Já aqui dei mostras da minha obsessão pelos meandros da
memória, sobretudo no plano literário e também cinematográfico. Por essa razão
e também pela própria personalidade em si, a obra de Jorge Semprún ocupa um
lugar de relevo nas minhas incursões pelo mundo dos livros.
Le
Fer Rouge de la Mémoire é uma coletânea que a Gallimard
acaba de editar, reunindo numa só edição simpática de cerca de 1160 páginas, cinco
obras em francês de Semprúm: Le Grand Voyage (1963), L’Évanouissement (1967),
Quel beau dimanche (1980), L´Écriture ou la vie (1994) e Le Mort quíl faut
(2001). Às quais se juntam uma série de artigos e conferências que se vão cruzando
com os contextos que determinaram as referidas obras.
As cinco obras são precedidas por uma minuciosa história
de vida e também de época, acompanhando o advento da Guerra Civil em Espanha, a
sua eclosão, o franquismo, a deportação em Buchenwald, a expulsão do Partido
Comunista, até à morte em 2011 de Semprúm, sempre num cruzamento de obra, de
vida, de referências dos seus livros e das inúmeras personalidades de políticos,
escritores, artistas, militantes.

_Dados apresentados_
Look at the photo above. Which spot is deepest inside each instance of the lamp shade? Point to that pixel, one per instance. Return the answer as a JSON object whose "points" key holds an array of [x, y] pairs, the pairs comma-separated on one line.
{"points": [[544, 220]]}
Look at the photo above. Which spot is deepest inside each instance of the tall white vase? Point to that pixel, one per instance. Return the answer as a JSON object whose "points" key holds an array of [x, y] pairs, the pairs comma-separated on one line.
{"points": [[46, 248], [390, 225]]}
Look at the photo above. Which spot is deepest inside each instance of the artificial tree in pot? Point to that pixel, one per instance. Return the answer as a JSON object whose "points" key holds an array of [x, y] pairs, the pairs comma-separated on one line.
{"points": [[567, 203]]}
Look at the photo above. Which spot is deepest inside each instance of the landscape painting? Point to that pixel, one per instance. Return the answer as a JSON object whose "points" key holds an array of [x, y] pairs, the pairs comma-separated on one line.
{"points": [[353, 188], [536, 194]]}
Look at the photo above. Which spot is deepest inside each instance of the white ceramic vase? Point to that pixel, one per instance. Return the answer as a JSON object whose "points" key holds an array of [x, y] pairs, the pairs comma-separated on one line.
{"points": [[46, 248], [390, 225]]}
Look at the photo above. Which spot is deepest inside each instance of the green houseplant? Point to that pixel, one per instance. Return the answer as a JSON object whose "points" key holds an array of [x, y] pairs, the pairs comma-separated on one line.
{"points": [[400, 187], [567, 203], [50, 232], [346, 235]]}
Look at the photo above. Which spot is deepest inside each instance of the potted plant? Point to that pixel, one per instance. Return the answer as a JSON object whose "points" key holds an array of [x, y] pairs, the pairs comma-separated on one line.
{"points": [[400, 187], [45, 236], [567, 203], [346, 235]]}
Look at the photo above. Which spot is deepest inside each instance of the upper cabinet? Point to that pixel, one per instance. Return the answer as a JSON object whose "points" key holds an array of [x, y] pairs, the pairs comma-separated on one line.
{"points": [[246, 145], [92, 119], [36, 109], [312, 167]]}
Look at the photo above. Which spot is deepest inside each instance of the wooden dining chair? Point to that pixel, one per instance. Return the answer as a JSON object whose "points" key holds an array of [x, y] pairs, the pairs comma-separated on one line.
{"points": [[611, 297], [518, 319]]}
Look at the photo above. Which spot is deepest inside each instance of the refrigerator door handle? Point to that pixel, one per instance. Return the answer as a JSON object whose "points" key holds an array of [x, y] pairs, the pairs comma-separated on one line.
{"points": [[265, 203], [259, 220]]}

_O que fazer_
a: No texto sobre a obra de Jorge Semprún, quantas páginas tem a coletânea editada pela Gallimard?
b: Extraia do texto sobre a obra de Jorge Semprún o trecho entre "Já aqui dei" e "as referidas obras.", inclusive.
c: Continue o texto sobre a coletânea de Jorge Semprún a partir da última frase apresentada.
O material não faz falta para nada do que se pede.

_Resultados finais_
a: Cerca de 1160 páginas.

b:
Já aqui dei mostras da minha obsessão pelos meandros da
memória, sobretudo no plano literário e também cinematográfico. Por essa razão
e também pela própria personalidade em si, a obra de Jorge Semprún ocupa um
lugar de relevo nas minhas incursões pelo mundo dos livros.
Le
Fer Rouge de la Mémoire é uma coletânea que a Gallimard
acaba de editar, reunindo numa só edição simpática de cerca de 1160 páginas, cinco
obras em francês de Semprúm: Le Grand Voyage (1963), L’Évanouissement (1967),
Quel beau dimanche (1980), L´Écriture ou la vie (1994) e Le Mort quíl faut
(2001). Às quais se juntam uma série de artigos e conferências que se vão cruzando
com os contextos que determinaram as referidas obras.

c:
Uma viagem fascinante pelos meandros de uma memória que
apagada ou silenciada trará a todos nós uma sensação perigosa de vazio de
referências.
O título da coletânea vem de uma passagem da talvez mais
popular obra de Semprúm em Portugal (Autobiografia de Federico Sánchez):
“Eh bien soit, je continuerai à remuer ce passé, à mettre
en jour ses plaies purulentes, pour les cautériser avec le fer rouge de la mémoire.”
(E, assim sendo, continuarei a remoer sobre este passado,
a expor as suas feridas purulentas, para as cicatrizar com o ferro incandescente
da memória)
O regresso a Semprúm é também a oportunidade de regresso
a uma língua que está também na minha memória, de uma beleza por vezes imensa de
que o anglo-saxónico dos papers e do economês me afasta mas nunca
definitivamente.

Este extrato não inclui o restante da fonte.